- [BRIEF A]
In the blog post, rewrite as a bulleted list the paragraph that begins "There are definitely some things I did not want to do," keeping its main facts.
- [BRIEF B]
Retype the passage of the blog post starting with "A year ago, these" and going on through "a sleep study.".
- [BRIEF C]
Decide whether each statement agrees with the blog post. Answer yes or no for each, and quote the deciding words. (i) The writer's cholesterol is 151. (ii) The writer lost about 20 pounds before surgery. (iii) The c-pap machine turned out to be large.

- [SOURCE TEXT]
=-=-=

One more day. Tomorrow is it. My gastric by-pass surgery.
I have been thinking about everything I have been through this past year since I made the decision to get serious about dealing with my weight and all of the connected health related problems that I have.
A year ago, these medical problems were either completely untreated or not really under control:
- Volatile high blood pressure that despite my efforts to control it, was still running on the mid-high side.
- Severe sleep apnea.
- Stress levels that were out of control.
- Borderline to high cholesterol.
- I ate out for nearly every meal.
- I did not even think about exercising.
- I have asthma that was sort of controlled.
In other words, I was going down a very dangerous path. I said in an earlier post that it was a prescription for an early death.
Since seeing a gastric by-pass surgeon, I have changed quite a bit of what I was doing.
- I saw two gastric by-pass doctors before my friend directed me towards my new doctor.
- I stopped eating out for every meal.
- I underwent a sleep study.
- I use a c-pap machine and my apnea is now controlled.
- I’ve been taken off of one of my high blood pressure medications. Now the medication I do take keeps me at a normal level on a consistent basis.
- My cholesterol is 151.
- I’ve met with a nutritionist who helped guide my food choices.
- I am eating more fruits and vegetables.
- I’ve dealt with some of the other things that were causing me undo stress.
- I’ve had a stress test.
- And I’ve had many other tests to make sure I am healthy for surgery.
- I lost about 10 pounds.
I feel better. I feel rested. I’m more positive. And I feel that I am ready for this surgery. Granted, I’m still not exercising at the level I would like. I can and will correct that after surgery. I want to get my triglyceride level down to normal levels, raise my good cholesterol levels, and continue to lower my bad cholesterol levels. Obviously, I want to lose weight. I also need to bring my sugar levels down some too. All of this will happen after the surgery once the serious weight loss begins.
Making the decision to have the surgery was not an easy one. I did not originally want do this. I invested a lot of time and thought into the decision and finally came to the conclusion that if I wanted to live a drastically different life, I had to make some drastically different choices.
There are definitely some things I did not want to do. I did not want to do the sleep study. I did not want to sleep with a c-pap machine. I have to admit that when I was told that I needed a c-pap machine and that I would have to take my c-pap machine to the hospital for the surgery, I was unhappy. I do not know why, but the idea of carrying a medical machine into the hospital really turned me off. I thought the machine would be much bigger than it was. Part of my fear was the machine would be much bigger than it was and I really do not have the strength or ability to haul around medical equipment. I also did not relish wearing a mask every night.
The truth is The c-pap machine is small. Sleeping with the mask is an inconvenience, but being well rested is something I would not change. Controlling my sleep apnea has helped lower my blood pressure and improved many other health related problems that I have. Now, I’m glad I did it and I’m not afraid to carry my small c-pap machine into the hospital tomorrow.
Like I said, this was not an easy decision, but I knew I had to do something. I want a better life than the one I am leading now. The only way to do that is to make some serious changes in the way I live. I am glad I made those changes. While I am nervous about my surgery, anxious about the changes to come, and sad that there are some food that I love that I may never be able to eat again, I do not regret the decision.
I thank all of my blog followers, friends, and family who have stuck with me up to this point. I am grateful for all of the well wishes and support I have received. I hope you’ll stay with me now as the real food changes and weight loss begins and the new healthier Colleen starts to take shape. As my baby sister called it the other day on the phone, get ready for Colleen 2.0.

=-=-=

- [DATASET EXTRACT]
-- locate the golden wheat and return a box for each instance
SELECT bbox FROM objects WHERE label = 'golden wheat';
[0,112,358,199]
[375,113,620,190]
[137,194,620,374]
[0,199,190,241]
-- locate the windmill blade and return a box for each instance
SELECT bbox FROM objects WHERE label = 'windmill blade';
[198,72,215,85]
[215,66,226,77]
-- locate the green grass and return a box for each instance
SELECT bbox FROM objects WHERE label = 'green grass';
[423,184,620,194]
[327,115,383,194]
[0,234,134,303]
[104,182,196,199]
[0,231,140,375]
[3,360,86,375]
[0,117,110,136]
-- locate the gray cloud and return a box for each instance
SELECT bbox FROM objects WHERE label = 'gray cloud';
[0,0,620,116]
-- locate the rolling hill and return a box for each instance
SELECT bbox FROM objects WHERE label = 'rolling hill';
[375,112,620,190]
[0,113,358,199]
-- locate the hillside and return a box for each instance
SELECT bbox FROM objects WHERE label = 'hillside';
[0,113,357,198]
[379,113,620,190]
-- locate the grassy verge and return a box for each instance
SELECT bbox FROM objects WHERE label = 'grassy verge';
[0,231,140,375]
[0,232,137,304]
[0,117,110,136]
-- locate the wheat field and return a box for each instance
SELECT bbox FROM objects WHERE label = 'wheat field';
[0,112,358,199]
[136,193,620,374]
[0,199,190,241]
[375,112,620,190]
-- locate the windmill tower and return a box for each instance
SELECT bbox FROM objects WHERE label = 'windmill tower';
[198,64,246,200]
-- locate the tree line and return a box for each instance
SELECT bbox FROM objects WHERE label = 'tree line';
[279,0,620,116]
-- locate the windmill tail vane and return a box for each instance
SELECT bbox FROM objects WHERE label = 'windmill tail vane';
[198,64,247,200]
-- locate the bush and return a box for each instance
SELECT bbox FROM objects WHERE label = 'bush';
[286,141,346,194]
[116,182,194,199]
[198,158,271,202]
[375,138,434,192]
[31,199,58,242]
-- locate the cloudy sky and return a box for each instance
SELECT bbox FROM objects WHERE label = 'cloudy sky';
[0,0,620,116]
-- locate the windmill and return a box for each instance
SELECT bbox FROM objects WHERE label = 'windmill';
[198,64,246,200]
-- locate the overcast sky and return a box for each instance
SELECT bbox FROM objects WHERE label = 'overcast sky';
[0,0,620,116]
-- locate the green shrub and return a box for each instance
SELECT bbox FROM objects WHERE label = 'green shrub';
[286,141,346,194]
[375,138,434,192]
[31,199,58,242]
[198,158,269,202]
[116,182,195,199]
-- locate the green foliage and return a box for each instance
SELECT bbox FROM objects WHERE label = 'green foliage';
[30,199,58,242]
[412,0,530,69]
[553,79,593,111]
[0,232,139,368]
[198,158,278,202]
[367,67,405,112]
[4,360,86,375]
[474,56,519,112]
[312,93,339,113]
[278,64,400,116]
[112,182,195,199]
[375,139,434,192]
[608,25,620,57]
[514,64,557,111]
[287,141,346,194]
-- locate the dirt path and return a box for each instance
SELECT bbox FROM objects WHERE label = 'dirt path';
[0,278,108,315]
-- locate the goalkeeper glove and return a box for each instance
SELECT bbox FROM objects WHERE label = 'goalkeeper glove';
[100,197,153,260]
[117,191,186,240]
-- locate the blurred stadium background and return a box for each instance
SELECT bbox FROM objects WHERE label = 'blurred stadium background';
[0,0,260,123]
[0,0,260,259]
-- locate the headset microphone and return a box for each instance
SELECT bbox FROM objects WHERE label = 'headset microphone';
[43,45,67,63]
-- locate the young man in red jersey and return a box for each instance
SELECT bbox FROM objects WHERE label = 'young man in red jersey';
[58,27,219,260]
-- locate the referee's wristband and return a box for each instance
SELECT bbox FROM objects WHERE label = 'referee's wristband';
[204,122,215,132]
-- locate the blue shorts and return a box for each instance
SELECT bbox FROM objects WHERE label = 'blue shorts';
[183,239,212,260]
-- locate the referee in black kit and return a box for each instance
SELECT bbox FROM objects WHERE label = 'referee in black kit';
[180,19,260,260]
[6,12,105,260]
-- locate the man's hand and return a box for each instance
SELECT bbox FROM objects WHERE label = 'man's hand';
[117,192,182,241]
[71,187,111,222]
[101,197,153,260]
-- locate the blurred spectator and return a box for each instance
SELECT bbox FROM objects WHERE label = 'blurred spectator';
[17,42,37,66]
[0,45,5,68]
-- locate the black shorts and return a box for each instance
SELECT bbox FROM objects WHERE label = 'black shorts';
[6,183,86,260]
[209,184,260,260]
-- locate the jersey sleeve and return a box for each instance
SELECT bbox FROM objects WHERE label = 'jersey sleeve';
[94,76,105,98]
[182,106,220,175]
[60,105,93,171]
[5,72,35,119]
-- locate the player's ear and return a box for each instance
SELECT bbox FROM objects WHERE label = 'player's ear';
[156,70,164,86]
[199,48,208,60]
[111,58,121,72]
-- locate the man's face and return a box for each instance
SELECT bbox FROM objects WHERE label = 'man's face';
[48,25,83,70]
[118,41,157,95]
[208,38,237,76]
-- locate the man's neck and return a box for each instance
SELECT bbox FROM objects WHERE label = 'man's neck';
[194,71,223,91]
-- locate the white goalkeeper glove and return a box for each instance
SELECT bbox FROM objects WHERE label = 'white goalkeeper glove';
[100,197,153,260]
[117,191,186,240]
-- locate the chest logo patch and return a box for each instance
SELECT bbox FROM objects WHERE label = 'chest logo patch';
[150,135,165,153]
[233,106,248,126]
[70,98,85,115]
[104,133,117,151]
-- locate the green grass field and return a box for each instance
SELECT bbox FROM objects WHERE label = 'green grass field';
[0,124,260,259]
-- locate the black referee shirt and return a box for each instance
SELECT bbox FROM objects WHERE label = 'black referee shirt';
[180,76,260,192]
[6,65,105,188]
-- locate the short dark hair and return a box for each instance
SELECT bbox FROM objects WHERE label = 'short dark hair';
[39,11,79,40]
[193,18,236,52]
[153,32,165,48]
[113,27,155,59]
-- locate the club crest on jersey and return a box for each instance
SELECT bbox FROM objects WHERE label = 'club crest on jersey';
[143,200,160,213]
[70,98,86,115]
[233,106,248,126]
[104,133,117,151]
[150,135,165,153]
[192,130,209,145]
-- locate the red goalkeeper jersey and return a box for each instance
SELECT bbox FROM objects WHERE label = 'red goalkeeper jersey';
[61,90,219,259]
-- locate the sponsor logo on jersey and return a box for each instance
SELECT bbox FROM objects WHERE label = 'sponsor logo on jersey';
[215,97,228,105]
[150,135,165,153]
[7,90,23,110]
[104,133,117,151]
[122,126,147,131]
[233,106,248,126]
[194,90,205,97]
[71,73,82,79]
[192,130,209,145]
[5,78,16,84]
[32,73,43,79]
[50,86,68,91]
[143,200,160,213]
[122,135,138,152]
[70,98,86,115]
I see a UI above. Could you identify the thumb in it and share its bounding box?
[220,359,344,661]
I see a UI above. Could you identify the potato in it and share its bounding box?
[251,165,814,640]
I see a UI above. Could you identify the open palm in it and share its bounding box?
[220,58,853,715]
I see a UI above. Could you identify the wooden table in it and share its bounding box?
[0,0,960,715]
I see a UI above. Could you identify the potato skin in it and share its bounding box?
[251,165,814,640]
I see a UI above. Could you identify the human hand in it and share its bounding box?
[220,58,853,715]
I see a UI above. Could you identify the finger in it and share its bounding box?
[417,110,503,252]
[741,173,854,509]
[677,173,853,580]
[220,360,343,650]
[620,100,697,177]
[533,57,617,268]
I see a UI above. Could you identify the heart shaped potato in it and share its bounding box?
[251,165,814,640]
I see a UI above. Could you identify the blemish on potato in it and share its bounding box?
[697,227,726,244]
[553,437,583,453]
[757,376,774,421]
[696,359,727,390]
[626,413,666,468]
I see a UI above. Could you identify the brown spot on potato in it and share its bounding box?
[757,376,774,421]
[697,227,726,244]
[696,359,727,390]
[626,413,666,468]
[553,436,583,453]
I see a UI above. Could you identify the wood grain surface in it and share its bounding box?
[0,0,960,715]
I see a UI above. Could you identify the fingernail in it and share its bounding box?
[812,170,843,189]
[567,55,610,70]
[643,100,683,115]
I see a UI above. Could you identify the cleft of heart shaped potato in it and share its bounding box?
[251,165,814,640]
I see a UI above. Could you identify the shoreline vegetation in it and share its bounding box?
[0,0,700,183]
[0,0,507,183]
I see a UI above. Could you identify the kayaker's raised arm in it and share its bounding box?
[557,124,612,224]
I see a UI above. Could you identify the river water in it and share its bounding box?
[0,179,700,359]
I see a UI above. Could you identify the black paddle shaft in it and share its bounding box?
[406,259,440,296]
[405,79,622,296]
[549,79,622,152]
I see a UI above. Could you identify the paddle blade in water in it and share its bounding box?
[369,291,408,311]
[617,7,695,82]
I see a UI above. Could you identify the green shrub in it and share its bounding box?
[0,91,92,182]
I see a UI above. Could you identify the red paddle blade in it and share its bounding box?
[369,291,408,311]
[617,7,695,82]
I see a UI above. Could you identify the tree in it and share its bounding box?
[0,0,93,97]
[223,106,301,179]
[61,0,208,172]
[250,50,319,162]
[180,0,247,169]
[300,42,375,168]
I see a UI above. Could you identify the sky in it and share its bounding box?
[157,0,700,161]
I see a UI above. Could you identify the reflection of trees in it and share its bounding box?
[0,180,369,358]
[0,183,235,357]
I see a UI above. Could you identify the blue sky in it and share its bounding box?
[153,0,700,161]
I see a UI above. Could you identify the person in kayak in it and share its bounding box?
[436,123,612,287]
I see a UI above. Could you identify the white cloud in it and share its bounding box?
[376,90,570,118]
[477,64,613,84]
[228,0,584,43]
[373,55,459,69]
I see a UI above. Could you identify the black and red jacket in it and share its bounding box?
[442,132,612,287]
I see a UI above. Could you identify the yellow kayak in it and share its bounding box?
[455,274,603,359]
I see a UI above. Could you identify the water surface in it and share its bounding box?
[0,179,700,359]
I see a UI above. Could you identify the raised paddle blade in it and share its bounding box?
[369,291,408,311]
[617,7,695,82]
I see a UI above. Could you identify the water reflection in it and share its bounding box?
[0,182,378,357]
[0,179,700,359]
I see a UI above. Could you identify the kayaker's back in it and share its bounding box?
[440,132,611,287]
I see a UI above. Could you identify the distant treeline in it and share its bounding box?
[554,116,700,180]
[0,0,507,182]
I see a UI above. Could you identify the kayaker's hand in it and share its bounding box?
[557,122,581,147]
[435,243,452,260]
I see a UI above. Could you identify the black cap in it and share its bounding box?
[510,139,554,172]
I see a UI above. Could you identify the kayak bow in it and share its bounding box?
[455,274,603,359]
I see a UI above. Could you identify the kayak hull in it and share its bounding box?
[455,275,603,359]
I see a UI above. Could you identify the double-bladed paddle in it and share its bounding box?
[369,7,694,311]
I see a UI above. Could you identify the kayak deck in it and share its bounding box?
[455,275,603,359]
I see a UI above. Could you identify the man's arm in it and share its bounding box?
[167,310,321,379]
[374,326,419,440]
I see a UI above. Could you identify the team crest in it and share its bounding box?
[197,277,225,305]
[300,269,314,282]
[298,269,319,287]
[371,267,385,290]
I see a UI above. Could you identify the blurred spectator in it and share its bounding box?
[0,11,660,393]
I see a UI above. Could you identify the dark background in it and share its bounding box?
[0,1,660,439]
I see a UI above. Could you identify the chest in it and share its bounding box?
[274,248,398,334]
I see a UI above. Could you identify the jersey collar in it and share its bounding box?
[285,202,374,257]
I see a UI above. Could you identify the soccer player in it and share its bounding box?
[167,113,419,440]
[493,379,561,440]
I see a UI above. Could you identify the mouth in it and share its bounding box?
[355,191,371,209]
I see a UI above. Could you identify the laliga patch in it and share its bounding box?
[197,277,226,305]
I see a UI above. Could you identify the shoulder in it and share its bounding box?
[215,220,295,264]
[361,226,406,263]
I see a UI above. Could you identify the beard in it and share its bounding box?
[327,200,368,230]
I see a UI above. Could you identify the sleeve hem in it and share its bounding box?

=-=-=

- [EXERCISE ANSWER A]
- I did not want to do the sleep study or sleep with a c-pap machine.
- I was unhappy to learn that I needed a c-pap machine and would have to bring it to the hospital for the surgery.
- The idea of carrying a medical machine into the hospital turned me off.
- Part of my fear was that the machine would be much bigger than it was, and I do not have the strength or ability to haul medical equipment around.
- I also did not relish wearing a mask every night.

- [EXERCISE ANSWER B]
A year ago, these medical problems were either completely untreated or not really under control:
- Volatile high blood pressure that despite my efforts to control it, was still running on the mid-high side.
- Severe sleep apnea.
- Stress levels that were out of control.
- Borderline to high cholesterol.
- I ate out for nearly every meal.
- I did not even think about exercising.
- I have asthma that was sort of controlled.
In other words, I was going down a very dangerous path. I said in an earlier post that it was a prescription for an early death.
Since seeing a gastric by-pass surgeon, I have changed quite a bit of what I was doing.
- I saw two gastric by-pass doctors before my friend directed me towards my new doctor.
- I stopped eating out for every meal.
- I underwent a sleep study.

- [EXERCISE ANSWER C]
(i) Yes: "My cholesterol is 151."
(ii) No: "I lost about 10 pounds."
(iii) No: "The truth is The c-pap machine is small."